Take the lines below beginning at the line that has "# point at: rock" and stopping after the line that has "# point at: wrist", and print them exactly as they are, with no other lines.
(DATA RECORDS begins)
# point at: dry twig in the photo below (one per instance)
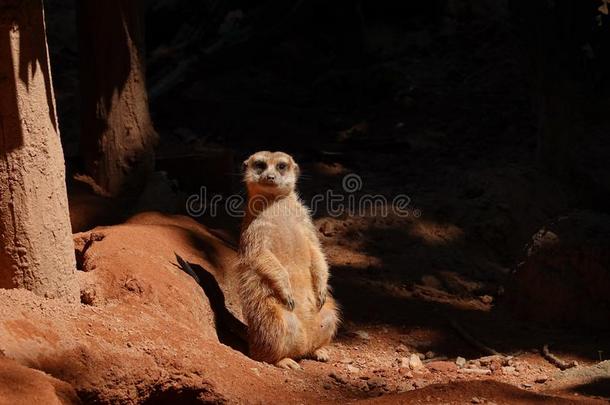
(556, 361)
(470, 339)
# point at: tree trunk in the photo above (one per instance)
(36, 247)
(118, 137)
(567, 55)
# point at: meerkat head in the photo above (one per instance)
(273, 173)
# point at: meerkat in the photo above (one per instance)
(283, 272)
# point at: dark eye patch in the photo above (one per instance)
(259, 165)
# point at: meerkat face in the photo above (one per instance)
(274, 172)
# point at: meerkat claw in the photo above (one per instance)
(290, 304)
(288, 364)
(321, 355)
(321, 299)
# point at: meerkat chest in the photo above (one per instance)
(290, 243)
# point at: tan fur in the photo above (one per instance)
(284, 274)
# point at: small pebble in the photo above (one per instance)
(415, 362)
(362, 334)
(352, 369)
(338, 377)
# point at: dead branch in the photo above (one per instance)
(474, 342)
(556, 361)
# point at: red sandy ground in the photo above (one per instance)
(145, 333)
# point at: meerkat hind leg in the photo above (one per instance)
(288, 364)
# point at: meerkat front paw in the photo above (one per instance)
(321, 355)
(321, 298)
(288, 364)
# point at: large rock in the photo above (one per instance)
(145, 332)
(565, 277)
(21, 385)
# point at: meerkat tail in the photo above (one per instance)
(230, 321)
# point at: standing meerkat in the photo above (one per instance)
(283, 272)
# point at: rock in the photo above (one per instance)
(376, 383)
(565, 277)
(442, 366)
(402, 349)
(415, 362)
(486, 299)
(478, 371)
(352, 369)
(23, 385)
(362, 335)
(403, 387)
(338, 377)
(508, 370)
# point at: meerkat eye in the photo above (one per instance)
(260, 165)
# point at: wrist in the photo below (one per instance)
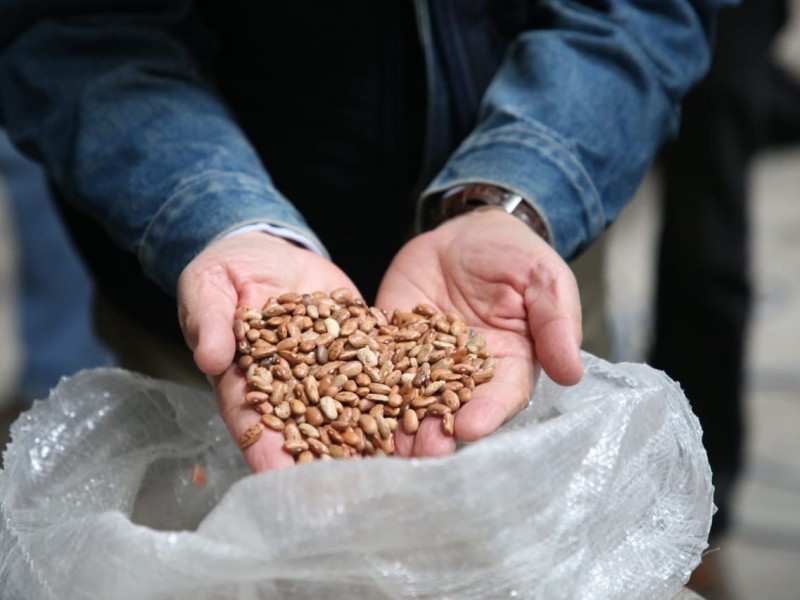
(DATA RECORDS ends)
(DATA RECORDS begins)
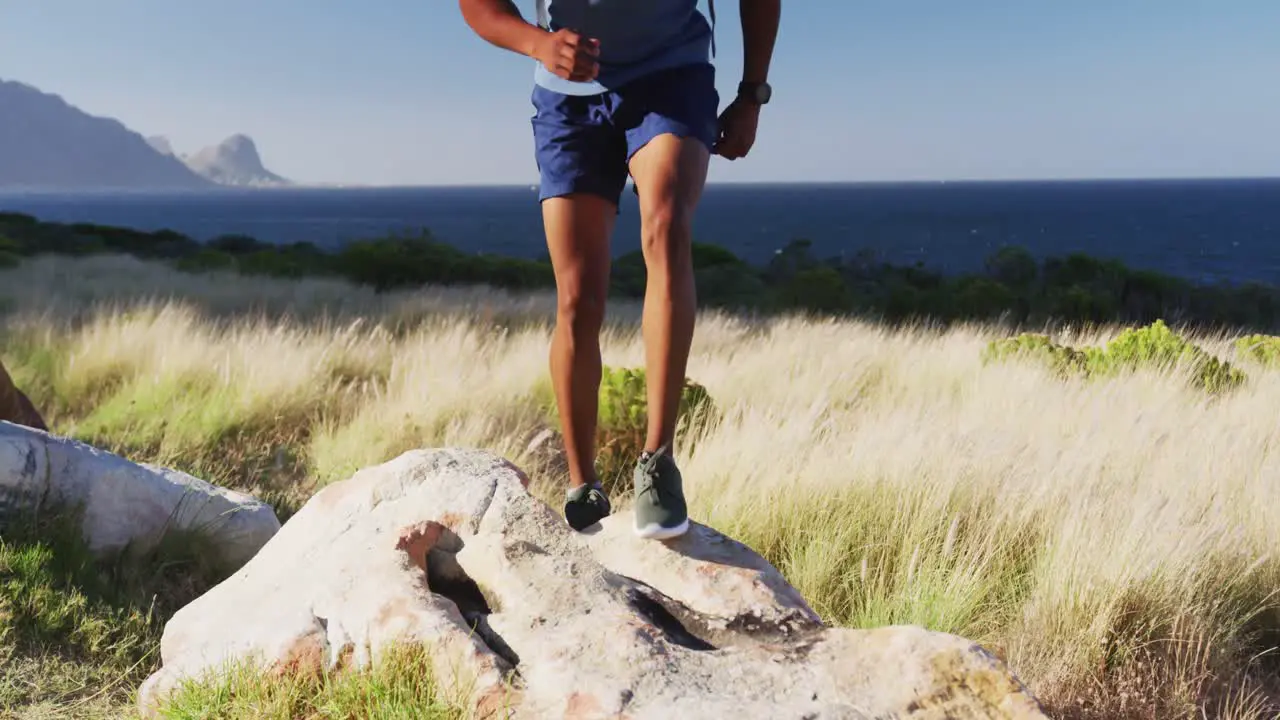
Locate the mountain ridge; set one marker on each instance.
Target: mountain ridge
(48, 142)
(DATA RECORDS ends)
■ RESULT BELOW
# point at: rock in the photo above (one per instance)
(376, 383)
(565, 277)
(442, 366)
(402, 349)
(415, 362)
(486, 299)
(478, 371)
(352, 369)
(23, 385)
(362, 335)
(403, 387)
(338, 377)
(508, 370)
# point at: meerkat eye in the photo above (one per instance)
(260, 165)
# point at: wrist in the photo below (one per instance)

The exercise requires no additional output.